**Description of the task:**
Print every one of the following items verbatim, reproducing each line without any alteration.

══════════

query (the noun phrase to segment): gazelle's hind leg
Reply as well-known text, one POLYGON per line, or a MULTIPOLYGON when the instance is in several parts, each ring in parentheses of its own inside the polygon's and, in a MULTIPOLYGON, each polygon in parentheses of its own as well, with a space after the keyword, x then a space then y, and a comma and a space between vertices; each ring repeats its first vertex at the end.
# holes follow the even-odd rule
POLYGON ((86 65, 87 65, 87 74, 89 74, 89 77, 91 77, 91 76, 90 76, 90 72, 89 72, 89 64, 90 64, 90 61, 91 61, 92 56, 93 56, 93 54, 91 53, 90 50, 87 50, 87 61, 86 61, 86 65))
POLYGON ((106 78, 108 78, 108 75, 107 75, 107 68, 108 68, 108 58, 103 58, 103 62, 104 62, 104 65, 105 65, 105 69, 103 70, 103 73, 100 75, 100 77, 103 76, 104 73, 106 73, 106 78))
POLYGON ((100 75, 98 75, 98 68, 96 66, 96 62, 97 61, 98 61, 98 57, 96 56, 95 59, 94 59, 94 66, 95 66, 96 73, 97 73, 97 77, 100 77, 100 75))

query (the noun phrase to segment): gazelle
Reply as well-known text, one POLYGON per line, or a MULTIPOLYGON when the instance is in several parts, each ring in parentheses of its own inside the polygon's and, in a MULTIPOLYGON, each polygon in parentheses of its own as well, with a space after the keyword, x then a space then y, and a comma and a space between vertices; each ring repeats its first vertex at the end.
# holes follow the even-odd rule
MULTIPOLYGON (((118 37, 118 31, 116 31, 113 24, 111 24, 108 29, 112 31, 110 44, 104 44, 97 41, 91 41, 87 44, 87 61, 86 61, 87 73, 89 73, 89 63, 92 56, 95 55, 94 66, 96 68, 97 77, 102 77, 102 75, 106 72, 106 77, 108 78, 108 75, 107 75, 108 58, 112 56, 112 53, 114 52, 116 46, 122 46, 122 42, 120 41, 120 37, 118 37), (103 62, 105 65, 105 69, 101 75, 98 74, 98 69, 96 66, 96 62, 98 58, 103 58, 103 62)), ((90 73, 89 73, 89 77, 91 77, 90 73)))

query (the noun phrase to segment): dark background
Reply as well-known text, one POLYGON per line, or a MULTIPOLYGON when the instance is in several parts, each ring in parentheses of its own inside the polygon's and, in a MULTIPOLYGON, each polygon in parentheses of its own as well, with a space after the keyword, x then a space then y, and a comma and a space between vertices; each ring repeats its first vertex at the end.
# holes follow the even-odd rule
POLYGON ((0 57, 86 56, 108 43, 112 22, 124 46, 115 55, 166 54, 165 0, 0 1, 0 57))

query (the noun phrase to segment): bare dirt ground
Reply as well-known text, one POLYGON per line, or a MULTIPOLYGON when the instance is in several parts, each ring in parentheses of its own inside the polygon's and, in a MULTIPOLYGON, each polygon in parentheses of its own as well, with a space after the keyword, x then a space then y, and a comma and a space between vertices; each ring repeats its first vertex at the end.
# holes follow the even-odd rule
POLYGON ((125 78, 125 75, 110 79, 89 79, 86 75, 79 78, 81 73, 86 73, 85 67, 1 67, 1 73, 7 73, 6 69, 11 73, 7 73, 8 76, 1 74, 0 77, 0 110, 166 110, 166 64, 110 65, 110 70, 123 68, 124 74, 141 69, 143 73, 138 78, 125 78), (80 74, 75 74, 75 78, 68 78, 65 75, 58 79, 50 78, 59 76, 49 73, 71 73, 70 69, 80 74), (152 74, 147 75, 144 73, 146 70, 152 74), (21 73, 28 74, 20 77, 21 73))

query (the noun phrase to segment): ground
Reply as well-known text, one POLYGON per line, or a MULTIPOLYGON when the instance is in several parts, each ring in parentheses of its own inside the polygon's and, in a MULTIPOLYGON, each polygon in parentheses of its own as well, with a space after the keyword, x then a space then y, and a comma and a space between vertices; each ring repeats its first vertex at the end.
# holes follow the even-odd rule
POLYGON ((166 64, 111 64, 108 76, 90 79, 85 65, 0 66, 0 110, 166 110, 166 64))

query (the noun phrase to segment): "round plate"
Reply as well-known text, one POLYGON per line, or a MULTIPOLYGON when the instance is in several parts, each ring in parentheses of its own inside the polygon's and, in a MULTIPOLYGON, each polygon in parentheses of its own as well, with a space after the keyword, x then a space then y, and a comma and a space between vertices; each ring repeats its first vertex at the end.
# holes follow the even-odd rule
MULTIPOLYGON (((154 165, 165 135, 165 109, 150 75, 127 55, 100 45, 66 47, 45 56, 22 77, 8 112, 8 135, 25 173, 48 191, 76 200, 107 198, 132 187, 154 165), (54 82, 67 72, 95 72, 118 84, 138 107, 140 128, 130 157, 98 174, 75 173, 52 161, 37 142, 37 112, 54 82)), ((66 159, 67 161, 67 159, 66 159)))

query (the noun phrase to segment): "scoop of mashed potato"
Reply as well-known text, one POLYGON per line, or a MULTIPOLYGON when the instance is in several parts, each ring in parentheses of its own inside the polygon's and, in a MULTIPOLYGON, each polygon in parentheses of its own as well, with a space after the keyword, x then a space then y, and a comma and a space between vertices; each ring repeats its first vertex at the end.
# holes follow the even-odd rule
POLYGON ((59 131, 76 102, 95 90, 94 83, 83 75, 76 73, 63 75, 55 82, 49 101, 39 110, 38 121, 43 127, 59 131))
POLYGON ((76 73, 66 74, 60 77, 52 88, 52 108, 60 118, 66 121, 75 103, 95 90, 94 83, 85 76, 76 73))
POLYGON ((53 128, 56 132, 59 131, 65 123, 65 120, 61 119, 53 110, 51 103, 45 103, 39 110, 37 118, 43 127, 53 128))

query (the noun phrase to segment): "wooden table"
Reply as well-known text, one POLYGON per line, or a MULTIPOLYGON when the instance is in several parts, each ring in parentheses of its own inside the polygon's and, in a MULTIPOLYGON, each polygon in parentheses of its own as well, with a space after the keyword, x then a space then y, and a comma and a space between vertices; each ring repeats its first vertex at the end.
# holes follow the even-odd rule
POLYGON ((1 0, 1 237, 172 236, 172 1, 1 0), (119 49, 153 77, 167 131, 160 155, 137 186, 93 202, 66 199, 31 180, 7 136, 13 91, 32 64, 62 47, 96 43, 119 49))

══════════

**Full answer:**
query (the noun phrase to segment): gazelle's hind leg
Reply as well-known text, one POLYGON per line, or a MULTIPOLYGON when the instance is in several parts, each ring in parentheses of its own inside the polygon's and, in a MULTIPOLYGON, each polygon in parentheses of its own as well, with a space after the keyword, x then a space then y, and a comma and a space between vertices; each ring repeats its first vertex at the end.
# holes follow the even-odd rule
POLYGON ((86 65, 87 65, 87 74, 89 74, 89 77, 91 77, 91 76, 90 76, 90 72, 89 72, 89 64, 90 64, 90 61, 91 61, 92 56, 93 56, 93 54, 91 53, 90 50, 87 50, 87 61, 86 61, 86 65))
POLYGON ((106 78, 108 78, 108 75, 107 75, 107 68, 108 68, 108 58, 103 58, 103 62, 104 62, 104 65, 105 65, 105 69, 103 70, 103 73, 100 75, 100 77, 103 76, 104 73, 106 73, 106 78))
POLYGON ((100 75, 98 75, 98 68, 96 66, 96 62, 97 61, 98 61, 98 57, 96 56, 95 59, 94 59, 94 66, 95 66, 96 73, 97 73, 97 77, 100 77, 100 75))

query (the noun phrase to segment): gazelle
Reply as well-known text, one POLYGON per line, or a MULTIPOLYGON when the instance is in several parts, each ring in parentheses of its own inside the polygon's and, in a MULTIPOLYGON, each polygon in parentheses of its own as well, with a space after the keyword, x then a space then y, and a comma and a space between vertices; each ring repeats its first vertex at the end.
# holes follow the even-odd rule
MULTIPOLYGON (((118 37, 118 31, 116 31, 113 24, 111 24, 108 29, 112 31, 110 44, 104 44, 97 41, 91 41, 87 44, 87 61, 86 61, 87 73, 89 73, 89 63, 92 56, 95 55, 94 66, 96 68, 97 77, 102 77, 102 75, 106 72, 106 77, 108 78, 108 75, 107 75, 108 58, 112 56, 112 53, 114 52, 116 46, 122 46, 122 42, 120 41, 120 37, 118 37), (103 62, 105 65, 105 69, 101 75, 98 74, 98 69, 96 66, 96 62, 98 58, 103 58, 103 62)), ((90 73, 89 73, 89 77, 91 77, 90 73)))

query (the noun phrase to segment): dark background
Reply as well-known text, one POLYGON per line, or a MULTIPOLYGON when the instance is in several parts, each ring in parentheses of its own inside the polygon's and, in a MULTIPOLYGON, each polygon in parentheses of its own as well, with a space after the keyword, x then a space then y, and a comma and a space between vertices; each ring repeats its first vertex at the end.
# holes follow the even-odd rule
POLYGON ((0 57, 86 56, 108 43, 112 22, 124 46, 115 55, 166 54, 165 0, 0 1, 0 57))

query (the noun phrase to segment): bare dirt ground
Reply as well-known text, one POLYGON per line, or a MULTIPOLYGON when the instance is in several parts, each ring in parentheses of its own inside the polygon's and, in a MULTIPOLYGON, each polygon in parentheses of its own as well, with a space after the keyword, x then a space then y, and a comma and a space between vertices; each ring repeats its first vertex at the end.
# holes follow the even-odd rule
POLYGON ((125 78, 125 75, 110 79, 89 79, 86 75, 79 78, 81 73, 86 73, 85 67, 1 67, 1 73, 7 73, 6 69, 11 73, 7 73, 8 76, 1 74, 0 77, 0 110, 166 110, 166 64, 110 65, 110 70, 123 68, 124 74, 141 69, 143 73, 138 78, 125 78), (80 74, 75 74, 75 78, 68 78, 65 75, 58 79, 50 78, 59 76, 49 73, 71 73, 70 69, 80 74), (152 74, 147 75, 144 73, 146 70, 152 74), (21 73, 28 74, 20 77, 21 73))

query (the noun phrase to segment): ground
Reply as well-known text, one POLYGON per line, or a MULTIPOLYGON when the instance is in several parts, each ring in parentheses of its own inside the polygon's and, in a MULTIPOLYGON, each polygon in parentheses of its own as well, with a space after the keyword, x then a space then y, and a comma and a space between vertices; each ring repeats its first vertex at the end.
# holes follow the even-odd rule
POLYGON ((166 64, 111 64, 108 76, 90 79, 85 65, 0 66, 0 110, 166 110, 166 64))

query (the noun phrase to segment): "round plate"
Reply as well-known text, one POLYGON per line, or a MULTIPOLYGON when the instance is in several parts, each ring in parentheses of its own inside the polygon's and, in a MULTIPOLYGON, each polygon in parentheses of its own as well, with a space after the keyword, x then a space then y, and a comma and a space between vertices; each ring repeats its first vertex at the end.
# holes follow the even-odd rule
MULTIPOLYGON (((154 165, 165 135, 165 109, 150 75, 127 55, 100 45, 66 47, 45 56, 22 77, 8 112, 8 135, 25 173, 48 191, 76 200, 107 198, 132 187, 154 165), (54 82, 67 72, 95 72, 118 84, 138 107, 140 128, 130 157, 98 174, 75 173, 52 161, 37 142, 37 112, 54 82)), ((66 159, 67 161, 67 159, 66 159)))

query (the noun phrase to segment): "scoop of mashed potato"
Reply as well-known text, one POLYGON per line, or a MULTIPOLYGON when the instance is in several parts, each ring in parentheses of its own inside the polygon's and, in a MULTIPOLYGON, each polygon in parentheses of its own as well, with a space after the keyword, x then a space then y, and a comma and a space between vertices; each ring repeats its first vertex at the end.
# holes follow the even-odd rule
POLYGON ((59 131, 76 102, 95 90, 94 83, 83 75, 76 73, 63 75, 55 82, 49 101, 39 110, 38 121, 43 127, 59 131))
POLYGON ((76 73, 66 74, 60 77, 52 88, 52 108, 60 118, 66 121, 75 103, 95 90, 94 83, 85 76, 76 73))
POLYGON ((53 128, 56 132, 59 131, 65 123, 65 120, 61 119, 53 110, 51 103, 45 103, 39 110, 37 118, 43 127, 53 128))

query (the noun phrase to segment): "wooden table"
Reply as well-known text, one POLYGON per line, or a MULTIPOLYGON when the instance is in several parts, each ring in parentheses of its own inside the polygon's and, in a MULTIPOLYGON, each polygon in parentheses of its own as well, with a space after the keyword, x then a space then y, and a comma and a space between vertices; each ring repeats its first vertex at the end.
# holes follow the even-odd rule
POLYGON ((1 0, 1 237, 172 236, 172 1, 1 0), (119 49, 153 77, 167 131, 160 155, 137 186, 93 202, 66 199, 31 180, 7 136, 13 91, 32 64, 62 47, 96 43, 119 49))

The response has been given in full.